Records for the task:
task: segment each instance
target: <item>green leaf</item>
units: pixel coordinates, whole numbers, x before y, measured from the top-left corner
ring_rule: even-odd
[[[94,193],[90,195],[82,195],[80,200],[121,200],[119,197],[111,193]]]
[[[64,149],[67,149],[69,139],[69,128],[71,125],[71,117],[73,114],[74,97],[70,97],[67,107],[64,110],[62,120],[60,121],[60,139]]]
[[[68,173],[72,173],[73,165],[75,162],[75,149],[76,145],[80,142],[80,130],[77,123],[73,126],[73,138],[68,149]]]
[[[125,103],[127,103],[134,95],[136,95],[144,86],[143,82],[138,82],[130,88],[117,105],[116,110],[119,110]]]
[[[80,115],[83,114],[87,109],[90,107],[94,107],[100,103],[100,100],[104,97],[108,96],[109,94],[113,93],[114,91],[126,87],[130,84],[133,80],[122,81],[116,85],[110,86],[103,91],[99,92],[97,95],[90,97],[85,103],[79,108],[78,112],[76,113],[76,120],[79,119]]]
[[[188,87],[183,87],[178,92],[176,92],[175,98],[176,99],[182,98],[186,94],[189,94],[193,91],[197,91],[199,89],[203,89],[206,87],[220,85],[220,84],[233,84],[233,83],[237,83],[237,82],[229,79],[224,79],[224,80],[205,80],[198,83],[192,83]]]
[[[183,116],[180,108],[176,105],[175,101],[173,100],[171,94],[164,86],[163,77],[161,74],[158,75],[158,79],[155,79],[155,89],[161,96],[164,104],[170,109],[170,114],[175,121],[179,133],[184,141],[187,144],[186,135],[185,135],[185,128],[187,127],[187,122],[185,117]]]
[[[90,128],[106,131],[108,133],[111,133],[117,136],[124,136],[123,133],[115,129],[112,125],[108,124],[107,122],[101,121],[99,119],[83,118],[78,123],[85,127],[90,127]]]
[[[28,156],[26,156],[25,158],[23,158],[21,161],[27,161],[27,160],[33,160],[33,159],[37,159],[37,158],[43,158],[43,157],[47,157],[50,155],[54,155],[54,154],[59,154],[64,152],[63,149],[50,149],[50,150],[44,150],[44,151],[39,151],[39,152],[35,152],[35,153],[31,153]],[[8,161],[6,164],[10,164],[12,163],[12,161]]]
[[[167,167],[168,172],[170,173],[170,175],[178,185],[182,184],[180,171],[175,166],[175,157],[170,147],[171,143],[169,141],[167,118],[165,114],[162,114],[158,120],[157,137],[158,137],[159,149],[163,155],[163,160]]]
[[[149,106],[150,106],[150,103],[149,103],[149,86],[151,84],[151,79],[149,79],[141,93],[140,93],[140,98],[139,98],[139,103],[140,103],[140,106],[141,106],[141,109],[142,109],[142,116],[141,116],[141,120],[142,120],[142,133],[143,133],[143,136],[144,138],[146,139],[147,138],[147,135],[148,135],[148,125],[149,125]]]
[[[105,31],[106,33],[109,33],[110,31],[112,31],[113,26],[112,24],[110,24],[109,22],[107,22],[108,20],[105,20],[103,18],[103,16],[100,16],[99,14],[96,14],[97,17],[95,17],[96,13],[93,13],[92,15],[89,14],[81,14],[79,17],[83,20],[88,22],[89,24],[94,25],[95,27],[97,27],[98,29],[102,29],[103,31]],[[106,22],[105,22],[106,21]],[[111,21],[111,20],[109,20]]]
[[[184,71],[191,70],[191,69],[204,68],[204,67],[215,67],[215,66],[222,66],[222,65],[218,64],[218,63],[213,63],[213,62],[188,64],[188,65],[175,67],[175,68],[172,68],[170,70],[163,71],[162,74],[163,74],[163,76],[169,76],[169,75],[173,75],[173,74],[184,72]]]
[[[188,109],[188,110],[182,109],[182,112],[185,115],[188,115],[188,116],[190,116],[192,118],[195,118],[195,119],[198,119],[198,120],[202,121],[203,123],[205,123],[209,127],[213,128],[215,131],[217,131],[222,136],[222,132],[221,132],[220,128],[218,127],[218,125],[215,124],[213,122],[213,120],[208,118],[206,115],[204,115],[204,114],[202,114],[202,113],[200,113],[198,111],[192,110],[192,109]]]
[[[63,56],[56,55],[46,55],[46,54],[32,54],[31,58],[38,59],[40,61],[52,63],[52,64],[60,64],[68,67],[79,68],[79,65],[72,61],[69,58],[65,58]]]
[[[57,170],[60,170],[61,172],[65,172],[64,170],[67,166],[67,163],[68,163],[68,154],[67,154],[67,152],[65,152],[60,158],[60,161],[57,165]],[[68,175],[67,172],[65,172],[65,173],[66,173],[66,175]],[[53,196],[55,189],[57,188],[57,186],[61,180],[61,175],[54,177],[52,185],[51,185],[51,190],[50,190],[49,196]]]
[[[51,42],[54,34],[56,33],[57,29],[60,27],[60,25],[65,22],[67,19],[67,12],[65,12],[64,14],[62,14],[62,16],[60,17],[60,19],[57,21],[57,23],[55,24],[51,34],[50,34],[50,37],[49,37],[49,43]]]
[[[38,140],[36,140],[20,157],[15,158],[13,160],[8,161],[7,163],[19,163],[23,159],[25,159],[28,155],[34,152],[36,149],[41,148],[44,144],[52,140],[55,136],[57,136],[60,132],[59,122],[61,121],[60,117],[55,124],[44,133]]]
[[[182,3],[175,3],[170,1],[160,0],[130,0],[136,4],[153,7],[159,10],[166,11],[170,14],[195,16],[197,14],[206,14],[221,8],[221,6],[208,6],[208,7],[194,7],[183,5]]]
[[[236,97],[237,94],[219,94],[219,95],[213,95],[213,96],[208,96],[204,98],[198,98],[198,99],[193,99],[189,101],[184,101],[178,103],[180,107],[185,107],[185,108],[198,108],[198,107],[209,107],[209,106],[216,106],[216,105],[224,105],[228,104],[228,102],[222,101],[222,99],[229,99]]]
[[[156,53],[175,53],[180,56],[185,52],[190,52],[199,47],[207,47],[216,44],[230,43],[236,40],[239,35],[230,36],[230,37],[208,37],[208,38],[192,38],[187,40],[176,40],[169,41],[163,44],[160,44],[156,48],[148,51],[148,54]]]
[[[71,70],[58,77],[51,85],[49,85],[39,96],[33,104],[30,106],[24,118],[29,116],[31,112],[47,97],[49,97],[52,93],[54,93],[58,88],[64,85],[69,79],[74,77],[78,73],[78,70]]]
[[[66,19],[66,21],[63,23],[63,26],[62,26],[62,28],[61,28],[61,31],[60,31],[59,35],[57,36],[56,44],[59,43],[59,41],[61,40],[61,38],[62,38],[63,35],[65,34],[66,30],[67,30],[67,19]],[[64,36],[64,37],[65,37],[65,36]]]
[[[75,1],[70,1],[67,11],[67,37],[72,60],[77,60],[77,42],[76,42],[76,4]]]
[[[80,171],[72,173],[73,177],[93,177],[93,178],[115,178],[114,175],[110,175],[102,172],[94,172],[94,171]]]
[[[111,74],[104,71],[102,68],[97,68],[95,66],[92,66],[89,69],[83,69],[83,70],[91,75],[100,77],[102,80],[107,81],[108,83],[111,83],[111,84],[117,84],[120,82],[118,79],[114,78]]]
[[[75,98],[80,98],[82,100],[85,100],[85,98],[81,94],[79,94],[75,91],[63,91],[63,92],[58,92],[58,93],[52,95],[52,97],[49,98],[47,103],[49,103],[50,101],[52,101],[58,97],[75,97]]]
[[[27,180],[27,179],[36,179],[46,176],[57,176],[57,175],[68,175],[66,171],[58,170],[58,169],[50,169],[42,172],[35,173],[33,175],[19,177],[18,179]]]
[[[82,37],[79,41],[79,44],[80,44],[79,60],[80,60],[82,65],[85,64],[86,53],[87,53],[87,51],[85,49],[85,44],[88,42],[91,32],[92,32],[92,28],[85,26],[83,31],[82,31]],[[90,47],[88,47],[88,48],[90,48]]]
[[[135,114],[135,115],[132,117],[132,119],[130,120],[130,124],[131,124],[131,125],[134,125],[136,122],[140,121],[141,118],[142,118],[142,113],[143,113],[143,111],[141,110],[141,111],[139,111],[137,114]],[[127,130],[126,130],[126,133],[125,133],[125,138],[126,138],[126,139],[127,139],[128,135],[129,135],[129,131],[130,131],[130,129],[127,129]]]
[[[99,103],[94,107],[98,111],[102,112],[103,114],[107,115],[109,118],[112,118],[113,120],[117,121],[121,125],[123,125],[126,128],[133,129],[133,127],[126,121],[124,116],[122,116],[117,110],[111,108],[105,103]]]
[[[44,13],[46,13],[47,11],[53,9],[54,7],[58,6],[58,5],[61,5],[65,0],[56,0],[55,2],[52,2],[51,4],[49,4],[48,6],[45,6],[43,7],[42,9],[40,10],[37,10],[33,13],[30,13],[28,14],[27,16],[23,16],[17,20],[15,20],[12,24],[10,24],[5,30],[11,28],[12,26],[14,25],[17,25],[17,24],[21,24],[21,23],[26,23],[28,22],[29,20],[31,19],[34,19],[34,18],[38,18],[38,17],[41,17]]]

To do: Report every line above that contains the string "pixel", copying each such line in full. Case counts.

Output for this exercise:
units: pixel coordinates, whole numbers, x before y, measured from the top-left corner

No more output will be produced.